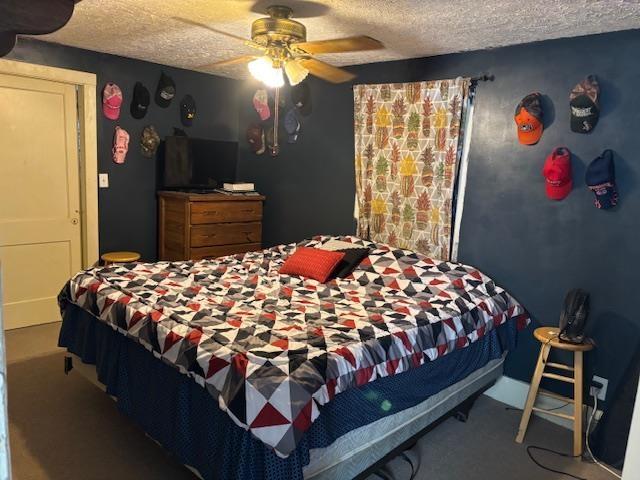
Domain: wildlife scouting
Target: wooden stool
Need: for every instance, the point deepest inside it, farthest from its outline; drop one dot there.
(548, 336)
(120, 257)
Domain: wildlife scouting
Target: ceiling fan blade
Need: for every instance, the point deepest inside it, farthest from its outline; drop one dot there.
(337, 45)
(325, 71)
(220, 32)
(224, 63)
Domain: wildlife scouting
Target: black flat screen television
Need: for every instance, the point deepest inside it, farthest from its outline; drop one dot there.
(197, 164)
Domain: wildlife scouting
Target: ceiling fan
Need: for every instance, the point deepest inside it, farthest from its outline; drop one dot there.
(283, 46)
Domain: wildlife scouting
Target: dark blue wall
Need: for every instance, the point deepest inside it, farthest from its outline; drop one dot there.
(536, 248)
(127, 209)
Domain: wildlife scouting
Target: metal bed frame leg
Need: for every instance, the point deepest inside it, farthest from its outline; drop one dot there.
(461, 413)
(68, 364)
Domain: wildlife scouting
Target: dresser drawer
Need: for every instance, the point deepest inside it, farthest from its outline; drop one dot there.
(223, 250)
(225, 234)
(215, 212)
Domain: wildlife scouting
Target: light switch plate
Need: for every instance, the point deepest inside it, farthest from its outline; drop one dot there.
(103, 180)
(602, 393)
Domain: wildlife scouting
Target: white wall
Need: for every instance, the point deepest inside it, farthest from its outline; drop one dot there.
(632, 458)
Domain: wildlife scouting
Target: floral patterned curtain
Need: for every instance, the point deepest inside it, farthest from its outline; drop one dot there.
(407, 142)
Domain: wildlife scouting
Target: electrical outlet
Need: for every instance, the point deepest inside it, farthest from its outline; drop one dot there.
(103, 180)
(602, 393)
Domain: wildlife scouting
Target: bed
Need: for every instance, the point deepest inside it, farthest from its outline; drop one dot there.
(242, 372)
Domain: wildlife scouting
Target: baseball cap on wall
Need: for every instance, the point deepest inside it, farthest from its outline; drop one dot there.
(140, 101)
(301, 98)
(111, 101)
(557, 172)
(187, 110)
(585, 108)
(601, 180)
(149, 141)
(255, 138)
(261, 104)
(165, 91)
(528, 118)
(292, 126)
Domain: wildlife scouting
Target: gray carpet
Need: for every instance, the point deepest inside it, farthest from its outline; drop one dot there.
(63, 427)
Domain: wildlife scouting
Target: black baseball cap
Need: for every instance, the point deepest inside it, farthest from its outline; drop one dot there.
(301, 98)
(140, 101)
(187, 110)
(255, 138)
(585, 108)
(600, 177)
(166, 90)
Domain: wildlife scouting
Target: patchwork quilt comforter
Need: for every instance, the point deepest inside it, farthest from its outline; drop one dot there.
(273, 348)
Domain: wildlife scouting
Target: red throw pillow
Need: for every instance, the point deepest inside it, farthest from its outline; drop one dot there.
(312, 263)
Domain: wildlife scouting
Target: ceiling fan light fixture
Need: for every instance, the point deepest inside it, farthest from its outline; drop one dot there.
(295, 72)
(263, 70)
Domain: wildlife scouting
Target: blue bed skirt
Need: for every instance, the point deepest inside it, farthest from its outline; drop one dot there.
(186, 420)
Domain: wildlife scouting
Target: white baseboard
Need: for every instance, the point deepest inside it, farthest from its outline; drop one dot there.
(514, 393)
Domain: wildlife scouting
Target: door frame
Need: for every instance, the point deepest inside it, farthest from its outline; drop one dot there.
(87, 143)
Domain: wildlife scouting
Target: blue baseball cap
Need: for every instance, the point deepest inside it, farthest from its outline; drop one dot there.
(601, 179)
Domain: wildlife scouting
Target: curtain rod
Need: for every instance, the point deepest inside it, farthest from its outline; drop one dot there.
(483, 78)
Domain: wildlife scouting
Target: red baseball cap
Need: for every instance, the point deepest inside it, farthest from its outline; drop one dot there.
(557, 172)
(111, 101)
(528, 118)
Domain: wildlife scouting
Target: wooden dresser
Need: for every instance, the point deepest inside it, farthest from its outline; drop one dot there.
(193, 226)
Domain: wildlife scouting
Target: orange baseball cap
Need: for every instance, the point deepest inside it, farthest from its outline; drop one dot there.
(528, 118)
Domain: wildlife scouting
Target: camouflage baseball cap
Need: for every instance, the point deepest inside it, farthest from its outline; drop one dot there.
(585, 108)
(149, 141)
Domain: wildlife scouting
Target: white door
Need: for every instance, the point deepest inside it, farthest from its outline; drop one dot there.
(40, 237)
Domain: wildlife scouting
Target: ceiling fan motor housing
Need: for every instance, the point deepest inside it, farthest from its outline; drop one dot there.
(278, 28)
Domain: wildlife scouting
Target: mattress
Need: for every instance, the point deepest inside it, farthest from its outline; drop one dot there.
(273, 349)
(180, 415)
(362, 447)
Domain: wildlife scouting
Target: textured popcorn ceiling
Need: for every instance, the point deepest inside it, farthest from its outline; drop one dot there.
(143, 29)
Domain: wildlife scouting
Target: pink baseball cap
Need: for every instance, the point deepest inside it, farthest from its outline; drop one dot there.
(111, 101)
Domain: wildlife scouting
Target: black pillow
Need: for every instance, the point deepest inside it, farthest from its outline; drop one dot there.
(352, 258)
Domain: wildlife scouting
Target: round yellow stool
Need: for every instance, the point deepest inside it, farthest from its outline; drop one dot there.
(120, 257)
(549, 337)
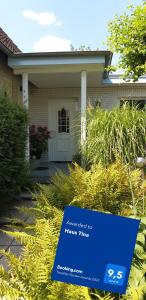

•••••

- **TASK DETAILS**:
How many lines of the listing above include the word "frame"? Reply with the number alone.

- **REPLY TO THE EXERCISE**:
2